Task goal: Count the lines below that contain the string "crossing", and report only that number.

↓

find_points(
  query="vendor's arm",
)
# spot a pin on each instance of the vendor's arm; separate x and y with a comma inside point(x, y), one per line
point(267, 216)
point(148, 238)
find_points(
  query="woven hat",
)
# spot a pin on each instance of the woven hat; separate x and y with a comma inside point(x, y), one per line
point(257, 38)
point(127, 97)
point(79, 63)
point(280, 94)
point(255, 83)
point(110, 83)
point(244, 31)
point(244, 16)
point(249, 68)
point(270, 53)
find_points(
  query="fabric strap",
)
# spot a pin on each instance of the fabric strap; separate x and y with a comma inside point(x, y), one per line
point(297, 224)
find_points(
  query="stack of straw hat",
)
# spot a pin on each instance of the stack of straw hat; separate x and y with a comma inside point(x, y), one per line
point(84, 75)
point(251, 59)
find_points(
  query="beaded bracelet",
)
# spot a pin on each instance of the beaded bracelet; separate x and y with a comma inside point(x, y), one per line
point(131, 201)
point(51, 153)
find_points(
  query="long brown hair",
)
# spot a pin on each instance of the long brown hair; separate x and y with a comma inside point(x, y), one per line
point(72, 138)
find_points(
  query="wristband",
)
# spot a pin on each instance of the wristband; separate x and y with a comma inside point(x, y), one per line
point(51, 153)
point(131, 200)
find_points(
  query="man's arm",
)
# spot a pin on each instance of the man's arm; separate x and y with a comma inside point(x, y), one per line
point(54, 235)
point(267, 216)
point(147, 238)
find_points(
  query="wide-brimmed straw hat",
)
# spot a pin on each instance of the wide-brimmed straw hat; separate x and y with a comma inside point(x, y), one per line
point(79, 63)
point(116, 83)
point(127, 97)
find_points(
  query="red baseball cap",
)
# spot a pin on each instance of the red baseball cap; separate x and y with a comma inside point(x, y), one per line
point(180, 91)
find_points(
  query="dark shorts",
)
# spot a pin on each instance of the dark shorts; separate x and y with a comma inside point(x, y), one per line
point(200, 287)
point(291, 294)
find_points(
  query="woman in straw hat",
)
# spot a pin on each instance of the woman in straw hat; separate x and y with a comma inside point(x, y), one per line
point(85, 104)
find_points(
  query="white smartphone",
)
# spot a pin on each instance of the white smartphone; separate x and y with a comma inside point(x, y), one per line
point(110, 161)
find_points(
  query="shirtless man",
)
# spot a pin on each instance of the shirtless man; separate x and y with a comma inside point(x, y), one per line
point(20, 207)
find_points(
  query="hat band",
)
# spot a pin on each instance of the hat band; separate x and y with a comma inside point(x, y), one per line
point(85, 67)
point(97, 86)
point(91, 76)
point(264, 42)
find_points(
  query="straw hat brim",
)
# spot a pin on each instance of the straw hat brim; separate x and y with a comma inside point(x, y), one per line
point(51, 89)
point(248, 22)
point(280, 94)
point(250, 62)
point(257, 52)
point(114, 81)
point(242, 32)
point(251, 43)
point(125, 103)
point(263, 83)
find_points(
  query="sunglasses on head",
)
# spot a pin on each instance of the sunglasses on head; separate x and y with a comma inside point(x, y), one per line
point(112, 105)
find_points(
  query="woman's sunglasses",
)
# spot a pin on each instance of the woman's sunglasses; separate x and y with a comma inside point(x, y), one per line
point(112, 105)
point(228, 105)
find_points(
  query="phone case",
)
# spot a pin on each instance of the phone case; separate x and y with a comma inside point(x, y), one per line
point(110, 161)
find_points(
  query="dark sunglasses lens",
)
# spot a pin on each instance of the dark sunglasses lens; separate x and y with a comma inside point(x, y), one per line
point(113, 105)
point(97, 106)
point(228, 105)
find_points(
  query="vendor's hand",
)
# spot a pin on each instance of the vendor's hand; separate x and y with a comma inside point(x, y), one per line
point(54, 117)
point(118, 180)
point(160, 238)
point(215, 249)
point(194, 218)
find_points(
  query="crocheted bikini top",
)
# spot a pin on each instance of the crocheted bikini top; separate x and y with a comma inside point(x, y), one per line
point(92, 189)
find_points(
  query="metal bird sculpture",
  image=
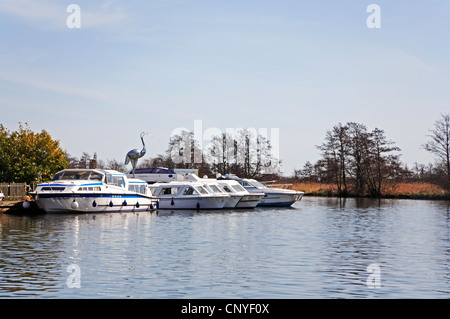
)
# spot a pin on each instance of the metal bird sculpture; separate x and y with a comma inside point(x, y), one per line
point(134, 155)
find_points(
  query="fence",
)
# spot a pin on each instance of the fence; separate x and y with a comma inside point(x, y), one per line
point(14, 191)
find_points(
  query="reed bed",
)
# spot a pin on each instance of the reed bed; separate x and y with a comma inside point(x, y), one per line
point(414, 190)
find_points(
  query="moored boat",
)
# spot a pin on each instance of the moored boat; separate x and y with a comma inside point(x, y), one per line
point(272, 196)
point(187, 195)
point(93, 190)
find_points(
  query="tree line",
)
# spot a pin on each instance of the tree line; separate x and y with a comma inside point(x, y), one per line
point(247, 154)
point(362, 162)
point(357, 160)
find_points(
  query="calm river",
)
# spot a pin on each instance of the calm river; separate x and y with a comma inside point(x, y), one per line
point(319, 248)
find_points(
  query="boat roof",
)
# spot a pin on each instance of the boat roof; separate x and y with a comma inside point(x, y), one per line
point(153, 170)
point(98, 170)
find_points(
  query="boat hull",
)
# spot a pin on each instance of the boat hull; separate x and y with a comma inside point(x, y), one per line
point(249, 201)
point(232, 201)
point(192, 203)
point(280, 199)
point(87, 203)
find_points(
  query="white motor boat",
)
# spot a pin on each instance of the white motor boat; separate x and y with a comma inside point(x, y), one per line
point(247, 199)
point(213, 186)
point(94, 190)
point(188, 195)
point(272, 196)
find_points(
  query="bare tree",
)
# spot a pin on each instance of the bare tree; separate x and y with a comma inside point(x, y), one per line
point(439, 145)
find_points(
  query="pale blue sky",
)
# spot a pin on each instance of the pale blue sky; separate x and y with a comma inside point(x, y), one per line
point(300, 66)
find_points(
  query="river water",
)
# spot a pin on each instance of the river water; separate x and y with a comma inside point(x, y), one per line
point(318, 248)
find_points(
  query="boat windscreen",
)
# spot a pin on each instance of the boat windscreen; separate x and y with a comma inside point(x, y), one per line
point(257, 184)
point(77, 175)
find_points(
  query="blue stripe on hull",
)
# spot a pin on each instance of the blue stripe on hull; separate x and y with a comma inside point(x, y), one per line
point(41, 195)
point(276, 204)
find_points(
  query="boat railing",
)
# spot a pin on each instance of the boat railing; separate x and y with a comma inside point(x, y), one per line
point(274, 184)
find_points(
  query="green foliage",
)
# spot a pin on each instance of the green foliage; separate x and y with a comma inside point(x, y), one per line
point(25, 154)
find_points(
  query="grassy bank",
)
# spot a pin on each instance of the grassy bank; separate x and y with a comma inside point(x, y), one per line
point(416, 190)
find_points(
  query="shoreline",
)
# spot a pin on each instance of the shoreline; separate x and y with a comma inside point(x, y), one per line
point(419, 191)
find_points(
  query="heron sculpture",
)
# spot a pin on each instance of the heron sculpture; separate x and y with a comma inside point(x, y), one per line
point(135, 154)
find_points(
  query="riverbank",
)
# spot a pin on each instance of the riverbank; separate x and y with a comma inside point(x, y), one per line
point(400, 190)
point(15, 206)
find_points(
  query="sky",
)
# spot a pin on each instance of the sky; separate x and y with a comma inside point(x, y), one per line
point(300, 67)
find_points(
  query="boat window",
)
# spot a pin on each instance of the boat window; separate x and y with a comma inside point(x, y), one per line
point(190, 191)
point(245, 184)
point(91, 189)
point(238, 188)
point(201, 190)
point(215, 189)
point(116, 180)
point(96, 176)
point(53, 188)
point(255, 183)
point(169, 191)
point(77, 175)
point(227, 189)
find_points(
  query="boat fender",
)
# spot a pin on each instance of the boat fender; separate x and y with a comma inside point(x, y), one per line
point(74, 204)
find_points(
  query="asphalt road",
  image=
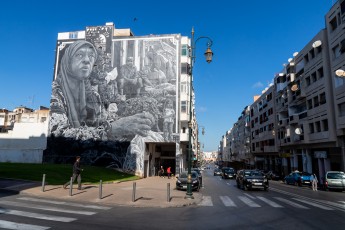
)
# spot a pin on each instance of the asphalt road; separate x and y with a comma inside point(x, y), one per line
point(224, 206)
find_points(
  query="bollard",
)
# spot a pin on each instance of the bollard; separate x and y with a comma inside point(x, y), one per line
point(133, 194)
point(168, 192)
point(43, 182)
point(70, 186)
point(100, 189)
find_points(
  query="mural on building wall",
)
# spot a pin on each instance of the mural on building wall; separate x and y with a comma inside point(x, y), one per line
point(111, 96)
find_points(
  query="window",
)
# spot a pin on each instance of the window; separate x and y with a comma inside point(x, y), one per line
point(184, 68)
point(318, 126)
point(184, 50)
point(183, 106)
point(341, 109)
point(322, 98)
point(313, 77)
point(312, 53)
point(336, 51)
point(311, 127)
point(316, 101)
point(320, 72)
point(333, 23)
point(183, 87)
point(325, 125)
point(310, 104)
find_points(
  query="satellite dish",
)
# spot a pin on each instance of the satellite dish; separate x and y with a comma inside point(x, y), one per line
point(298, 131)
point(316, 44)
point(294, 87)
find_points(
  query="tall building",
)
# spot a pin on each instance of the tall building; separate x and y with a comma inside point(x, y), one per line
point(298, 123)
point(121, 101)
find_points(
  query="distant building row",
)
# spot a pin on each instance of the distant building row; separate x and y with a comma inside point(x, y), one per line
point(297, 123)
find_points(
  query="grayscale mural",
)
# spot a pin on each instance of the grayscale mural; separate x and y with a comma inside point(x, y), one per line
point(112, 96)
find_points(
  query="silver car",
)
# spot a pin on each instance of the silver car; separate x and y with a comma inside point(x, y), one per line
point(335, 180)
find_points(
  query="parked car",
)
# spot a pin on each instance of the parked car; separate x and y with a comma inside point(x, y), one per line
point(298, 178)
point(228, 173)
point(217, 172)
point(273, 175)
point(181, 182)
point(250, 179)
point(199, 174)
point(335, 180)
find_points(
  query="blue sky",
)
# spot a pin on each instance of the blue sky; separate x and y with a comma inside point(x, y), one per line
point(251, 41)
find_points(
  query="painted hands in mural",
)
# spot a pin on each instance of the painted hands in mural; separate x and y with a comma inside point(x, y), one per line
point(138, 124)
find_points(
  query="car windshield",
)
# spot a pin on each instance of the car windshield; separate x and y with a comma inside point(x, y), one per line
point(335, 175)
point(229, 170)
point(185, 175)
point(253, 173)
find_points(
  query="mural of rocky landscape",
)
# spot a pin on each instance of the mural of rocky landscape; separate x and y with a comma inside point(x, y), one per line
point(112, 96)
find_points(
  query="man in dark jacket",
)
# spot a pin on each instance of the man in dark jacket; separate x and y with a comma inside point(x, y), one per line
point(76, 174)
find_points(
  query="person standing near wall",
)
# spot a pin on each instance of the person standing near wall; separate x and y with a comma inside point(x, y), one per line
point(76, 174)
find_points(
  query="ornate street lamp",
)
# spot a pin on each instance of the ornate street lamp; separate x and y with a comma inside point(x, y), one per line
point(208, 55)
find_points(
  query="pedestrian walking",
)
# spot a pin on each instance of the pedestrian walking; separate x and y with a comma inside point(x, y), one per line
point(76, 174)
point(161, 172)
point(314, 181)
point(169, 172)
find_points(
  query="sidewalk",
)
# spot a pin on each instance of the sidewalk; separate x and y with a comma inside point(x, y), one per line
point(149, 192)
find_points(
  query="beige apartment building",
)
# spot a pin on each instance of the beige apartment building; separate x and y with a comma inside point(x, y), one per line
point(298, 123)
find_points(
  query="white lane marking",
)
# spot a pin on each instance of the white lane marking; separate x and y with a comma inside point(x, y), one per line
point(289, 202)
point(64, 203)
point(313, 204)
point(271, 203)
point(17, 226)
point(249, 202)
point(36, 215)
point(47, 208)
point(206, 201)
point(227, 201)
point(250, 196)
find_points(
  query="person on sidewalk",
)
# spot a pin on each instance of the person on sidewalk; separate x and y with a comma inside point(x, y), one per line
point(169, 172)
point(314, 181)
point(161, 172)
point(76, 174)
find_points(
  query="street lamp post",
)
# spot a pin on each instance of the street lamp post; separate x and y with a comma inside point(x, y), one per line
point(208, 55)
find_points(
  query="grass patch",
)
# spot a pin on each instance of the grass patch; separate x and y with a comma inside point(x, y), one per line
point(61, 173)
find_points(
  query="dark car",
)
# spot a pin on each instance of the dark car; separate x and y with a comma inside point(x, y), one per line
point(250, 179)
point(335, 180)
point(217, 172)
point(273, 175)
point(298, 178)
point(199, 174)
point(181, 182)
point(228, 173)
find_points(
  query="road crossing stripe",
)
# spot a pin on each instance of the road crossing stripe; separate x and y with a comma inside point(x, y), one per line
point(36, 215)
point(272, 203)
point(291, 203)
point(227, 201)
point(252, 197)
point(313, 204)
point(249, 202)
point(206, 201)
point(64, 203)
point(17, 226)
point(47, 208)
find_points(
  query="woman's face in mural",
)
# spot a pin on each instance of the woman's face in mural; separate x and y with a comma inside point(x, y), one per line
point(83, 61)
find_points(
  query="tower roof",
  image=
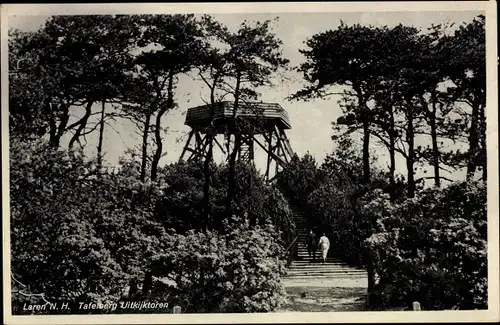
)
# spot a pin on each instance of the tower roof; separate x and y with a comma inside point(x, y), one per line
point(264, 114)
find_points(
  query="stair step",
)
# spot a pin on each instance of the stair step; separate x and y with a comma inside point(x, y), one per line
point(326, 271)
point(306, 278)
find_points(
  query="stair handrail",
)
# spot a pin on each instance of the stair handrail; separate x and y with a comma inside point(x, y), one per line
point(293, 241)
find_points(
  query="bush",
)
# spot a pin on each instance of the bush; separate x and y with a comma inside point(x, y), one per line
point(432, 249)
point(75, 235)
point(236, 272)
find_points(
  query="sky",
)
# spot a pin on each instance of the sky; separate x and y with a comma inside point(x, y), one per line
point(311, 121)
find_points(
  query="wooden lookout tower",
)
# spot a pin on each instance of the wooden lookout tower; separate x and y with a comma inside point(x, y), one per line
point(256, 125)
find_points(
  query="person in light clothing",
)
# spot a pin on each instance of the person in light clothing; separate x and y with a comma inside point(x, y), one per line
point(324, 246)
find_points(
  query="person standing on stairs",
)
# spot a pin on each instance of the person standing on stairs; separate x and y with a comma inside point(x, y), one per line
point(324, 246)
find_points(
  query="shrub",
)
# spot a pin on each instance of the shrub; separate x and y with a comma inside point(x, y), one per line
point(236, 272)
point(432, 248)
point(75, 235)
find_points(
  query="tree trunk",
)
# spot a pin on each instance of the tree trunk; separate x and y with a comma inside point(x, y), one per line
point(366, 150)
point(237, 140)
point(410, 161)
point(366, 132)
point(101, 135)
point(206, 184)
point(144, 156)
point(82, 123)
point(392, 154)
point(435, 147)
point(473, 143)
point(482, 135)
point(161, 112)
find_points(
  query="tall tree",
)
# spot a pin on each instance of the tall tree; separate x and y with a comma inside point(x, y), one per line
point(79, 60)
point(251, 56)
point(176, 43)
point(350, 56)
point(466, 57)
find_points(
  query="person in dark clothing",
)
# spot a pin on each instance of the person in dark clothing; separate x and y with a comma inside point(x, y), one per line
point(311, 245)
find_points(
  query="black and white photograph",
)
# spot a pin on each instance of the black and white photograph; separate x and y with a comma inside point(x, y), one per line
point(290, 161)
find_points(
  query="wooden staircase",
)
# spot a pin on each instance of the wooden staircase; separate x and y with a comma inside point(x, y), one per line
point(333, 273)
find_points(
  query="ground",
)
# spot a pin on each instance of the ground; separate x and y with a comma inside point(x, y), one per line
point(324, 299)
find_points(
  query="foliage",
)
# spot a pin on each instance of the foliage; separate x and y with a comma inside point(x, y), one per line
point(432, 249)
point(236, 272)
point(407, 87)
point(298, 180)
point(75, 235)
point(181, 206)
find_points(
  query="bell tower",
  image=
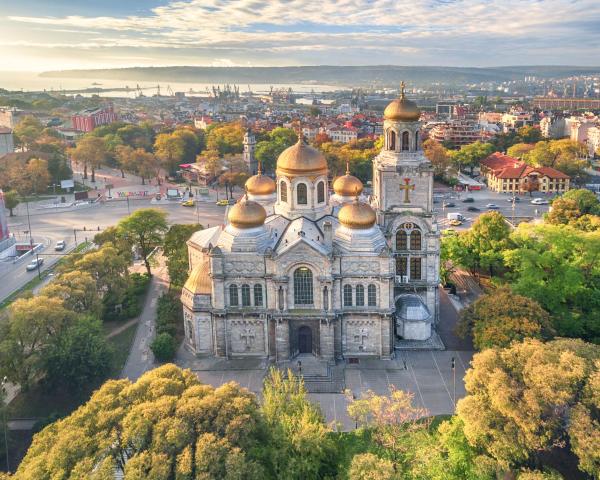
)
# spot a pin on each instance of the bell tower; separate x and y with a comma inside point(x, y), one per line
point(403, 200)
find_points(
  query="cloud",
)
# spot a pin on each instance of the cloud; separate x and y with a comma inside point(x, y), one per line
point(467, 32)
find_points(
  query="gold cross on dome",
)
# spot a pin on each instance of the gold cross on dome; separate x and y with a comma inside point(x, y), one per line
point(407, 187)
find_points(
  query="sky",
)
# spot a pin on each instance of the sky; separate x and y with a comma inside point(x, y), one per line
point(40, 35)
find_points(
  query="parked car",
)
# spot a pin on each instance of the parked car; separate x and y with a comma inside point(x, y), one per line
point(38, 262)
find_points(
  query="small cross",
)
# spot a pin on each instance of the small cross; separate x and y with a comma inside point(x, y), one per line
point(406, 187)
point(362, 335)
point(248, 336)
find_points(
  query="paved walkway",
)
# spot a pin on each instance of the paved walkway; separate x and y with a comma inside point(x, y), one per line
point(140, 358)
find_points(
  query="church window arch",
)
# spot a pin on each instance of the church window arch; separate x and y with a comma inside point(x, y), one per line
point(258, 301)
point(303, 286)
point(360, 296)
point(245, 295)
point(372, 295)
point(302, 194)
point(233, 295)
point(405, 141)
point(347, 295)
point(321, 192)
point(391, 140)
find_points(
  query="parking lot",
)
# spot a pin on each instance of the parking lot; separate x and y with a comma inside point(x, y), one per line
point(481, 198)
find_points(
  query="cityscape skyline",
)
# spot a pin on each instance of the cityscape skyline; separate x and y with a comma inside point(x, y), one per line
point(35, 36)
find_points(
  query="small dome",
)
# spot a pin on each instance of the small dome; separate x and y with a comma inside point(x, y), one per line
point(260, 184)
point(199, 282)
point(357, 215)
point(301, 159)
point(402, 109)
point(347, 185)
point(247, 214)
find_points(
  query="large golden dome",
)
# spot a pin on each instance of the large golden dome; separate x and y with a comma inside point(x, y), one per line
point(402, 109)
point(247, 214)
point(260, 184)
point(199, 282)
point(357, 215)
point(347, 185)
point(301, 159)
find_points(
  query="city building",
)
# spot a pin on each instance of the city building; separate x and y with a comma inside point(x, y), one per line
point(507, 174)
point(297, 271)
point(89, 119)
point(6, 141)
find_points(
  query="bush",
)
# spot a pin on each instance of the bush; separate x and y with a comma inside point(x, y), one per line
point(163, 347)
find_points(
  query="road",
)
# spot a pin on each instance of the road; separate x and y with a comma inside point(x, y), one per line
point(49, 226)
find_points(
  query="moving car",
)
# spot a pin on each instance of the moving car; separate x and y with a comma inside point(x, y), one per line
point(34, 264)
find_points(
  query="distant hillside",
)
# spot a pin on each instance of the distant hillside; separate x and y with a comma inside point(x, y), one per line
point(323, 74)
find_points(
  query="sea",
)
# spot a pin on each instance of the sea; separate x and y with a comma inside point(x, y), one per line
point(33, 82)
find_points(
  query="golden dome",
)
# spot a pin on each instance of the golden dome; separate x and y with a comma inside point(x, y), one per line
point(199, 282)
point(357, 215)
point(260, 184)
point(402, 109)
point(347, 185)
point(301, 159)
point(247, 214)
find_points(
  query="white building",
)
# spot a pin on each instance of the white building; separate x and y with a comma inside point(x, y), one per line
point(296, 271)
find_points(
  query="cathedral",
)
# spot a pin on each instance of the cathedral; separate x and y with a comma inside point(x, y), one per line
point(302, 270)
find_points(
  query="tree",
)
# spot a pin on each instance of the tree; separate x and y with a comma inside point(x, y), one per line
point(166, 425)
point(163, 347)
point(11, 200)
point(498, 318)
point(144, 229)
point(519, 399)
point(30, 326)
point(89, 152)
point(175, 249)
point(78, 355)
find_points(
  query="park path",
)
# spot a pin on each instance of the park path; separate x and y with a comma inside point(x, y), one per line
point(140, 358)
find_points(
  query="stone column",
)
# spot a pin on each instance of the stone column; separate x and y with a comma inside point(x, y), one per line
point(282, 339)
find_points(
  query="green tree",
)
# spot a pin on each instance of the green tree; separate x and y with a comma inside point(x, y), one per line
point(175, 249)
point(11, 200)
point(518, 398)
point(498, 318)
point(78, 355)
point(144, 229)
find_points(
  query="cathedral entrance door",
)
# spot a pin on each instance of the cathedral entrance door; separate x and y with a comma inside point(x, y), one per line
point(304, 339)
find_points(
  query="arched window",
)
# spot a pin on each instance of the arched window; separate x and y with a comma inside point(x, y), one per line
point(258, 295)
point(233, 296)
point(372, 295)
point(360, 296)
point(415, 268)
point(347, 295)
point(301, 194)
point(405, 141)
point(401, 240)
point(391, 140)
point(303, 291)
point(320, 192)
point(415, 239)
point(245, 295)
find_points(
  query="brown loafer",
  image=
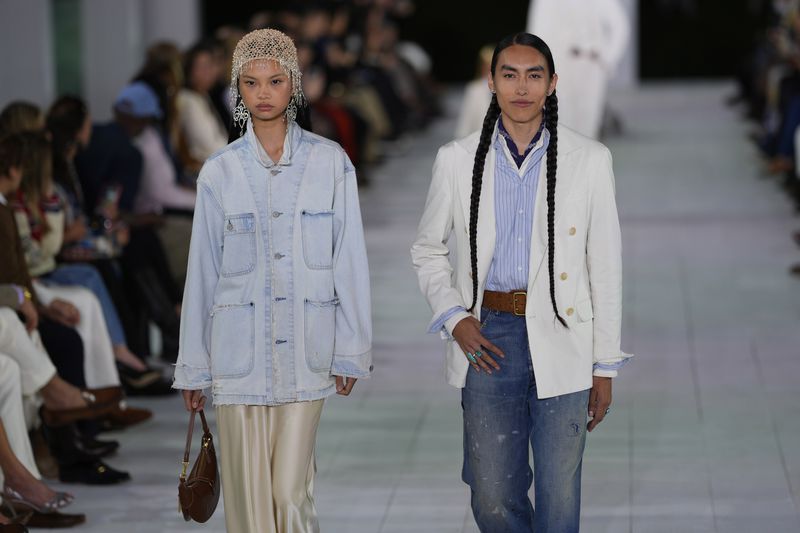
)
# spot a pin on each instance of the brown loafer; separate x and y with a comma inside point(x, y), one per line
point(106, 394)
point(56, 520)
point(123, 416)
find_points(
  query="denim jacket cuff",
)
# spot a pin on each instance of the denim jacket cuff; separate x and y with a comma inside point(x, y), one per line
point(191, 378)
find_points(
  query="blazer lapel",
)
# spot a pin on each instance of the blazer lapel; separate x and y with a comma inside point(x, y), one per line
point(486, 216)
point(564, 183)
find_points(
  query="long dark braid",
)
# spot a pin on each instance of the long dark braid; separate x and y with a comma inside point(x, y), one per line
point(475, 198)
point(551, 123)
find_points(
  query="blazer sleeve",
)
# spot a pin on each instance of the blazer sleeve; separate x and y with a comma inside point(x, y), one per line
point(352, 351)
point(604, 261)
point(193, 367)
point(429, 253)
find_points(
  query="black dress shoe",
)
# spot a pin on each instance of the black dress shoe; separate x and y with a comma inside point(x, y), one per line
point(95, 473)
point(99, 448)
point(56, 520)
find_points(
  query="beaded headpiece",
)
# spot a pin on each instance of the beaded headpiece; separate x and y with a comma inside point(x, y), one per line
point(267, 44)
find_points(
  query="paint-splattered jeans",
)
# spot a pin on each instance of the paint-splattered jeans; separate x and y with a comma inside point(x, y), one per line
point(502, 415)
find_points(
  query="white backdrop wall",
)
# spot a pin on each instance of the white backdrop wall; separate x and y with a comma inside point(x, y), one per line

↑

Exercise answer: 2